EXERCISE INSTRUCTIONS:
Render every line of the records below as a Markdown table with the columns No. and Text, one numbered row per line and no rows for blank lines. Leave the pictures out.

— Begin EXTRACTED INFORMATION —

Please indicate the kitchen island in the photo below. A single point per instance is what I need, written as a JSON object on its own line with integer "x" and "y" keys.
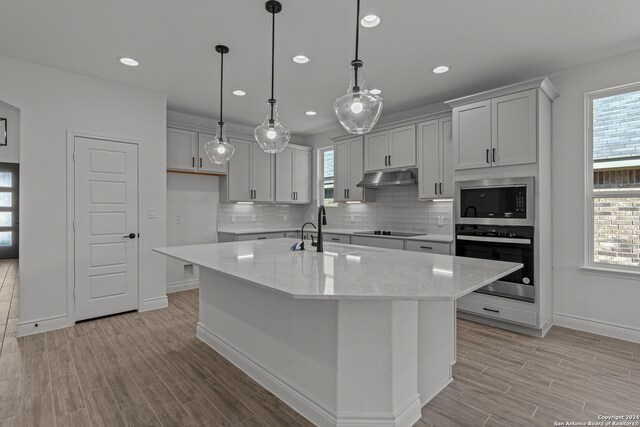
{"x": 353, "y": 336}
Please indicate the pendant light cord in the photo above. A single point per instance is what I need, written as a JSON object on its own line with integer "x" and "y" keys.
{"x": 273, "y": 49}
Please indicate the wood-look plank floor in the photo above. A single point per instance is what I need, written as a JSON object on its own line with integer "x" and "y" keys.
{"x": 148, "y": 369}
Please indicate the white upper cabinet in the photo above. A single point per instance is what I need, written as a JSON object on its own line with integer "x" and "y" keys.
{"x": 435, "y": 159}
{"x": 496, "y": 132}
{"x": 181, "y": 149}
{"x": 472, "y": 135}
{"x": 293, "y": 175}
{"x": 204, "y": 164}
{"x": 390, "y": 149}
{"x": 514, "y": 128}
{"x": 349, "y": 171}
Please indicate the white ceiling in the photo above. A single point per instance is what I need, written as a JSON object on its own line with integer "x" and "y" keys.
{"x": 486, "y": 43}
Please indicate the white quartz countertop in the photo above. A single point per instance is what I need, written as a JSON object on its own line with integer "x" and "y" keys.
{"x": 348, "y": 232}
{"x": 344, "y": 271}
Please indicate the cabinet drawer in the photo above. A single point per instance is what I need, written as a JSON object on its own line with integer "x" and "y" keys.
{"x": 336, "y": 238}
{"x": 259, "y": 236}
{"x": 378, "y": 242}
{"x": 498, "y": 311}
{"x": 428, "y": 247}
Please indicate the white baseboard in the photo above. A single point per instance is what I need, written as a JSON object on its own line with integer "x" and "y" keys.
{"x": 43, "y": 325}
{"x": 182, "y": 286}
{"x": 307, "y": 405}
{"x": 154, "y": 303}
{"x": 596, "y": 327}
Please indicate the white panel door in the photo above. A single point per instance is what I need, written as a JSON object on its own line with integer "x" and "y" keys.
{"x": 514, "y": 124}
{"x": 204, "y": 164}
{"x": 262, "y": 174}
{"x": 284, "y": 175}
{"x": 472, "y": 135}
{"x": 428, "y": 161}
{"x": 341, "y": 171}
{"x": 356, "y": 169}
{"x": 181, "y": 149}
{"x": 376, "y": 150}
{"x": 106, "y": 227}
{"x": 239, "y": 174}
{"x": 446, "y": 158}
{"x": 402, "y": 147}
{"x": 302, "y": 175}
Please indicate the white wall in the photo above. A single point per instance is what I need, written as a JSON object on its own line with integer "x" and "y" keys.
{"x": 11, "y": 152}
{"x": 51, "y": 102}
{"x": 195, "y": 199}
{"x": 599, "y": 303}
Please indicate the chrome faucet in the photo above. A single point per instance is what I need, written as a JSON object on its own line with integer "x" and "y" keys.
{"x": 322, "y": 220}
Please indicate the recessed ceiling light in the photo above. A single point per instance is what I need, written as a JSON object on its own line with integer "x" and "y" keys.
{"x": 370, "y": 21}
{"x": 128, "y": 61}
{"x": 301, "y": 59}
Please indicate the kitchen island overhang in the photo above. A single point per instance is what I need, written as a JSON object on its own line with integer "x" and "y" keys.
{"x": 351, "y": 336}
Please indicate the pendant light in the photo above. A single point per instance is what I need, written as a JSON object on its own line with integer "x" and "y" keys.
{"x": 219, "y": 150}
{"x": 358, "y": 110}
{"x": 271, "y": 135}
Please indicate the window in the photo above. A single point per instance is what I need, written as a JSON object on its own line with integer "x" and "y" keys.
{"x": 614, "y": 178}
{"x": 327, "y": 177}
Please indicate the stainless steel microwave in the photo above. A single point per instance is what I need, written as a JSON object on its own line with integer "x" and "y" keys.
{"x": 499, "y": 201}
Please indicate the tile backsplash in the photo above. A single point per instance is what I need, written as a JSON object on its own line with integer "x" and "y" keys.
{"x": 395, "y": 208}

— End EXTRACTED INFORMATION —

OUTPUT BELOW:
| No. | Text |
|---|---|
| 1 | Please indicate the kitchen island in the photo below. A single point per instance is what I need, written as a JSON object on its own line with integer "x" and "y" keys. |
| 2 | {"x": 353, "y": 336} |
| 3 | Please indicate the pendant light cord in the photo above. A single point per instance is what I need, written as a JSON object on its own line with integer "x" and "y" keys. |
| 4 | {"x": 273, "y": 49} |
| 5 | Please indicate the wood-look plank floor in the photo above. A single point per instance is what I need, written as a JSON object on its own line with integer "x" and "y" keys. |
| 6 | {"x": 148, "y": 369} |
| 7 | Please indicate the white upper cabinet in the photo above. A single point per instance is what I need, written as a JSON object on its own line with integer "x" and "y" keys. |
| 8 | {"x": 435, "y": 159} |
| 9 | {"x": 496, "y": 132} |
| 10 | {"x": 181, "y": 149} |
| 11 | {"x": 472, "y": 135} |
| 12 | {"x": 293, "y": 175} |
| 13 | {"x": 204, "y": 164} |
| 14 | {"x": 390, "y": 149} |
| 15 | {"x": 514, "y": 128} |
| 16 | {"x": 349, "y": 171} |
| 17 | Please indicate the white ceiling in the photo above. A single point per instance is what I need, written as a JSON object on its own line with integer "x" and "y" keys. |
| 18 | {"x": 486, "y": 43} |
| 19 | Please indicate the white quartz countertop in the photo above. A single point per instance is what I need, written as a JSON object on its own line with integer "x" and "y" keys. |
| 20 | {"x": 348, "y": 232} |
| 21 | {"x": 344, "y": 271} |
| 22 | Please indicate the cabinet drawer in the photo above. A single point per instance is what I need, written as a JSON object on its own line with integer "x" and "y" keys. |
| 23 | {"x": 336, "y": 238} |
| 24 | {"x": 259, "y": 236} |
| 25 | {"x": 378, "y": 242} |
| 26 | {"x": 498, "y": 311} |
| 27 | {"x": 428, "y": 247} |
| 28 | Please indicate the white baseboard in the photo above. A single point per instance is what I need, written as a JSON object on its own line with integer "x" and "y" keys. |
| 29 | {"x": 43, "y": 325} |
| 30 | {"x": 182, "y": 286} |
| 31 | {"x": 307, "y": 405} |
| 32 | {"x": 154, "y": 303} |
| 33 | {"x": 596, "y": 327} |
| 34 | Please indicate the white panel door in the photo above. A single point per instance is what I need, written as a JSON object on its own line with integer "x" and "y" keys. |
| 35 | {"x": 514, "y": 124} |
| 36 | {"x": 204, "y": 164} |
| 37 | {"x": 262, "y": 174} |
| 38 | {"x": 284, "y": 175} |
| 39 | {"x": 472, "y": 135} |
| 40 | {"x": 428, "y": 161} |
| 41 | {"x": 341, "y": 171} |
| 42 | {"x": 356, "y": 169} |
| 43 | {"x": 181, "y": 149} |
| 44 | {"x": 376, "y": 150} |
| 45 | {"x": 106, "y": 227} |
| 46 | {"x": 239, "y": 174} |
| 47 | {"x": 446, "y": 158} |
| 48 | {"x": 402, "y": 147} |
| 49 | {"x": 302, "y": 175} |
| 50 | Please indicate the white wall in the photo above. A single point per instance is what I need, written as a JSON object on its own line with integer "x" and "y" keys. |
| 51 | {"x": 11, "y": 152} |
| 52 | {"x": 51, "y": 102} |
| 53 | {"x": 195, "y": 199} |
| 54 | {"x": 599, "y": 303} |
| 55 | Please indicate the chrome faucet in the photo above. A single point per instance is what I need, written as a JSON object on its own line with integer "x" and "y" keys. |
| 56 | {"x": 322, "y": 220} |
| 57 | Please indicate the recessed ceiling light in the photo above. A single point per instance is what I need, written as a JSON object on its own line with integer "x" and "y" keys. |
| 58 | {"x": 370, "y": 21} |
| 59 | {"x": 128, "y": 61} |
| 60 | {"x": 301, "y": 59} |
| 61 | Please indicate the kitchen island overhang in the photo above. A single point per instance is what I need, written as a JSON object on its own line with integer "x" and "y" keys. |
| 62 | {"x": 351, "y": 336} |
| 63 | Please indicate the pendant light in the photo above. A single point per instance is what I need, written as a JSON object on its own line with integer "x" and "y" keys. |
| 64 | {"x": 219, "y": 150} |
| 65 | {"x": 358, "y": 110} |
| 66 | {"x": 271, "y": 135} |
| 67 | Please indicate the window in the photo above. A single point per instance is what I need, written as a JSON object on its own line with integer "x" and "y" keys. |
| 68 | {"x": 614, "y": 178} |
| 69 | {"x": 327, "y": 177} |
| 70 | Please indicate the stainless steel microwave in the photo above. A single point per instance is what I need, written as a JSON object on its own line with integer "x" and "y" keys. |
| 71 | {"x": 499, "y": 201} |
| 72 | Please indicate the tile backsplash in the photo above. A single point per instance is what I need, written as a JSON object on its own line with integer "x" and "y" keys. |
| 73 | {"x": 395, "y": 208} |